Coordinate labeling data:
** Start **

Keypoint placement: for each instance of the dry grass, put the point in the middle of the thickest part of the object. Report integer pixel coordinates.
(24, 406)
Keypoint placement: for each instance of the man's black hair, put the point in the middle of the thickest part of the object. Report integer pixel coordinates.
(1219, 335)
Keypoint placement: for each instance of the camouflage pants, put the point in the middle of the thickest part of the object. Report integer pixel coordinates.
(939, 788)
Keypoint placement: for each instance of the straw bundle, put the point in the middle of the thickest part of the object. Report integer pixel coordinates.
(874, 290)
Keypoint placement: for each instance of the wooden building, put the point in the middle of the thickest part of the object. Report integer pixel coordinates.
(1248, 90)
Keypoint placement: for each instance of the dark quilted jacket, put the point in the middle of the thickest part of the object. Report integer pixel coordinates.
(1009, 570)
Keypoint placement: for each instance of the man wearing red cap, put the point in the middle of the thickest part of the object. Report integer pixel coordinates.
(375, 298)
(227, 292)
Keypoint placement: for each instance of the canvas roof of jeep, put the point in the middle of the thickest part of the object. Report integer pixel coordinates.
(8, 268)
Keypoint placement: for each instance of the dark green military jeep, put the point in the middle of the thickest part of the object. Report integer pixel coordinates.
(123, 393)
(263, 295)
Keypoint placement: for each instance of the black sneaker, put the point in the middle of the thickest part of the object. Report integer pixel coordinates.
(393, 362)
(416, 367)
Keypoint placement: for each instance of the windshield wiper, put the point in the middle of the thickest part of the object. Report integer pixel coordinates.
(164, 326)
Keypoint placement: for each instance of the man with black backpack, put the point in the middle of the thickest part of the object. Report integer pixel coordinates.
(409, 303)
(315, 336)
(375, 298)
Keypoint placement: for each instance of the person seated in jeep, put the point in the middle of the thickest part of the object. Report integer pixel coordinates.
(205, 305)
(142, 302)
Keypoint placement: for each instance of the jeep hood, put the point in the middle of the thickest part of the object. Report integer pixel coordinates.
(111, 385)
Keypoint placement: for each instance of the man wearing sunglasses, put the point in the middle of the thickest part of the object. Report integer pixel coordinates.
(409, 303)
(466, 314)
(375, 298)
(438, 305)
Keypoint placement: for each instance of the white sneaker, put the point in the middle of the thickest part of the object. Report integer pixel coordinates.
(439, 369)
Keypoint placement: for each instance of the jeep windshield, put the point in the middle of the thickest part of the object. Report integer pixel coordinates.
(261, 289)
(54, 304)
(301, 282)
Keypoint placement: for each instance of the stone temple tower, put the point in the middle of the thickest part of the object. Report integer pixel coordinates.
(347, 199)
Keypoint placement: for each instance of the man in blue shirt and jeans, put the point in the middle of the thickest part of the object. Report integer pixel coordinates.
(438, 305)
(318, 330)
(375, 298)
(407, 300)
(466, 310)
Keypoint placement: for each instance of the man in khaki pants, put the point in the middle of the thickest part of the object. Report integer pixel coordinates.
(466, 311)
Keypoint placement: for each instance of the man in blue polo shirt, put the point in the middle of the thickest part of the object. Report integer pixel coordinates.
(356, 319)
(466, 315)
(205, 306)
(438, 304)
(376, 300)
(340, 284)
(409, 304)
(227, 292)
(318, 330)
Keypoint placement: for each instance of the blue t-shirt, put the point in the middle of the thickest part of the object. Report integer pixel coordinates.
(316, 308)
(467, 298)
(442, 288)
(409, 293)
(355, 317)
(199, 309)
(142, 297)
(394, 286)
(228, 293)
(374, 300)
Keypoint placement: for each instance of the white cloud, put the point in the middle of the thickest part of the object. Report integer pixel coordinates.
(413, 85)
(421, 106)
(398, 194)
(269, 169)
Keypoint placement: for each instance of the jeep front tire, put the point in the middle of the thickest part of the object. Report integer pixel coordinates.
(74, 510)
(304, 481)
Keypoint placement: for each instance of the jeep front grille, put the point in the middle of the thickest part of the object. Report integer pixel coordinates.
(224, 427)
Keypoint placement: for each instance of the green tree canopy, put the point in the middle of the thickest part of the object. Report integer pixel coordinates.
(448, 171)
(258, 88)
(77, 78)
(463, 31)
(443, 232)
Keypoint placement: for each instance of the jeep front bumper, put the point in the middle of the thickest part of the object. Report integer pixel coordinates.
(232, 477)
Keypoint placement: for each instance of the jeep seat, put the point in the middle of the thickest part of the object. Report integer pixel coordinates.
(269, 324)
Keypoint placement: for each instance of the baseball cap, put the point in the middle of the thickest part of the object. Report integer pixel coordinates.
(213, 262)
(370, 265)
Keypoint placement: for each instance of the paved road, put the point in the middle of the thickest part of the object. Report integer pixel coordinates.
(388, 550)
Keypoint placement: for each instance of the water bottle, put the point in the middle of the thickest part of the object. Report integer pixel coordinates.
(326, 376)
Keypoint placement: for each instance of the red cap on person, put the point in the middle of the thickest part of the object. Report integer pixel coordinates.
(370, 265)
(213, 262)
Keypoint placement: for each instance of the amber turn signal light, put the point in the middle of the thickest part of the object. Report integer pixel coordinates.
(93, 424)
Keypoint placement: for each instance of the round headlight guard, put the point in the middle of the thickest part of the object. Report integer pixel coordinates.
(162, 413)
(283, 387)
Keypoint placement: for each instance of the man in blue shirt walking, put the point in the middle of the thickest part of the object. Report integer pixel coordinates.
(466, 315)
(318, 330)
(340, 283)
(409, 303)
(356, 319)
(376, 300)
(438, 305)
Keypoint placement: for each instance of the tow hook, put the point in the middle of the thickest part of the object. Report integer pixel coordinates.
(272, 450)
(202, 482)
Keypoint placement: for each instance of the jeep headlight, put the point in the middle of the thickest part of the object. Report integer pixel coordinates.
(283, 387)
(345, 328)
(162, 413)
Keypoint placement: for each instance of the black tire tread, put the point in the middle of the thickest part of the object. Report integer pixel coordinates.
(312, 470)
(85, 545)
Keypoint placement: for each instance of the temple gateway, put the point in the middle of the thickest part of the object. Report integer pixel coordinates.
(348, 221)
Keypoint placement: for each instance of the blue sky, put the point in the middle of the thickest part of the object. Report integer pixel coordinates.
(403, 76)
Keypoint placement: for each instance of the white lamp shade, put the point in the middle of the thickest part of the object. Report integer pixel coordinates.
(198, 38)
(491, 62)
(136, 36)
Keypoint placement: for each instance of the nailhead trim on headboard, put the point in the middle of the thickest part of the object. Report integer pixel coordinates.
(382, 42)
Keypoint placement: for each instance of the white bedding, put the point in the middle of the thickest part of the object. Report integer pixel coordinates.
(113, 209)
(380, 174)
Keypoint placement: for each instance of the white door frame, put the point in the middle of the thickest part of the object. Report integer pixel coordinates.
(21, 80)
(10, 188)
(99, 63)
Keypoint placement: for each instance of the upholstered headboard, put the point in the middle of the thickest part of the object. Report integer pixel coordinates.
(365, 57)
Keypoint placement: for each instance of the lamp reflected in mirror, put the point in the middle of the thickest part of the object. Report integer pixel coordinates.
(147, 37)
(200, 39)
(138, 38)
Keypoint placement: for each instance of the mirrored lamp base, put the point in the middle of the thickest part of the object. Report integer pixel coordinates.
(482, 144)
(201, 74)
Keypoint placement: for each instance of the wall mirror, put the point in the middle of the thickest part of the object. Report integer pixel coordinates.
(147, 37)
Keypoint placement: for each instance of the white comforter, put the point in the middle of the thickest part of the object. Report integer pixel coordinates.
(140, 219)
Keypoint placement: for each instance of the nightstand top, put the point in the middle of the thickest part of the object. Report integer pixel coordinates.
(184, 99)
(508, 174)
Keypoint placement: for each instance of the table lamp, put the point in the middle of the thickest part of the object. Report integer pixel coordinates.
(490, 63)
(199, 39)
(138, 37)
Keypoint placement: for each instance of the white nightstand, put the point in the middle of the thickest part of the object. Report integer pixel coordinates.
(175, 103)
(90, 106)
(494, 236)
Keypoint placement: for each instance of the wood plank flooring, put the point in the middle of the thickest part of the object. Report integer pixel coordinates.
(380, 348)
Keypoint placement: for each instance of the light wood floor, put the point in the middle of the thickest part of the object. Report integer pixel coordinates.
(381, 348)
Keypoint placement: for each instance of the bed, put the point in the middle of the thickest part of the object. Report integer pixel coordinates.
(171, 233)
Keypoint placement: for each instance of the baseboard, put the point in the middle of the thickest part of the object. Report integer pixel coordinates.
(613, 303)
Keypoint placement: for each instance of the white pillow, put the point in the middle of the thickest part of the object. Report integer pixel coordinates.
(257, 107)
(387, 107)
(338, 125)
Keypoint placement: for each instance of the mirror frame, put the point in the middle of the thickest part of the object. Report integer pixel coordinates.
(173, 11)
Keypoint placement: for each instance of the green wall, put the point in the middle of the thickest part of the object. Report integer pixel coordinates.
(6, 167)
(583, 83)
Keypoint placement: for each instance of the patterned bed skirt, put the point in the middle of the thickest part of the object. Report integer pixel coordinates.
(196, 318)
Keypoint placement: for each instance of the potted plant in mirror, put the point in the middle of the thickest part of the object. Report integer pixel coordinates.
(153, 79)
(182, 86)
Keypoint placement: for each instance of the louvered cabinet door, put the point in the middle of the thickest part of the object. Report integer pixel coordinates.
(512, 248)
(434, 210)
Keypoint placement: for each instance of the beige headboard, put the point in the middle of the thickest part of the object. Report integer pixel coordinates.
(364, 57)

** End **

[Brief]
What needs duplicating is the run of lines from the one containing "white nightstand, put" through the last line of the entries above, exact and complete.

[Task result]
Keypoint placement: for each instance of the white nightstand, put the point in the middle of the thickest part of the object. Report integer pixel coordinates.
(175, 103)
(90, 106)
(494, 236)
Keypoint placement: for each instance of the wood plank flooring, put the point in the middle of the thickest part of the object. Report integer pixel coordinates.
(380, 348)
Keypoint placement: for each instance of the light wood floor, put the point in the middle of the thickest part of the object. Report integer pixel coordinates.
(381, 348)
Keypoint placement: for each instance of the bed, put the point in the middle of the thickest part of the object. Report integer pixel coordinates.
(171, 233)
Keypoint placement: for each instance of the baseboard, put the point in the middle of the thickest part of the object. Report integer pixel coordinates.
(613, 303)
Keypoint placement: for each instance of the white pillow, put the point in the middle of the thickest part of the object. Report integer pixel coordinates.
(257, 107)
(387, 107)
(338, 125)
Keypoint placement: for each instance of the mirror frame, put the point in the middle of the thickest part of the object. Report integer pixel coordinates.
(173, 11)
Keypoint placement: for each instance of the green wall, put the point in the middle of the thickest part of the object. Report integer pixel coordinates.
(6, 167)
(583, 83)
Keypoint placement: for each instance of the patterned bed skirt, put the point in the middle of the thickest part of the object. Report integer pixel coordinates.
(196, 318)
Keypoint placement: for each instance of the potted plant in mirror, put the point in the middle of the thickest part of the object. Report integer pixel coordinates.
(153, 79)
(182, 86)
Keypoint placement: for each instance of the louvered cabinet door, put the point in the middle of the thickest part of the object. Report integer pixel coordinates.
(512, 248)
(434, 210)
Keypoint placement: for each instance of the beige headboard, put the point in the middle of the thickest part of the object. Report integer pixel coordinates.
(364, 57)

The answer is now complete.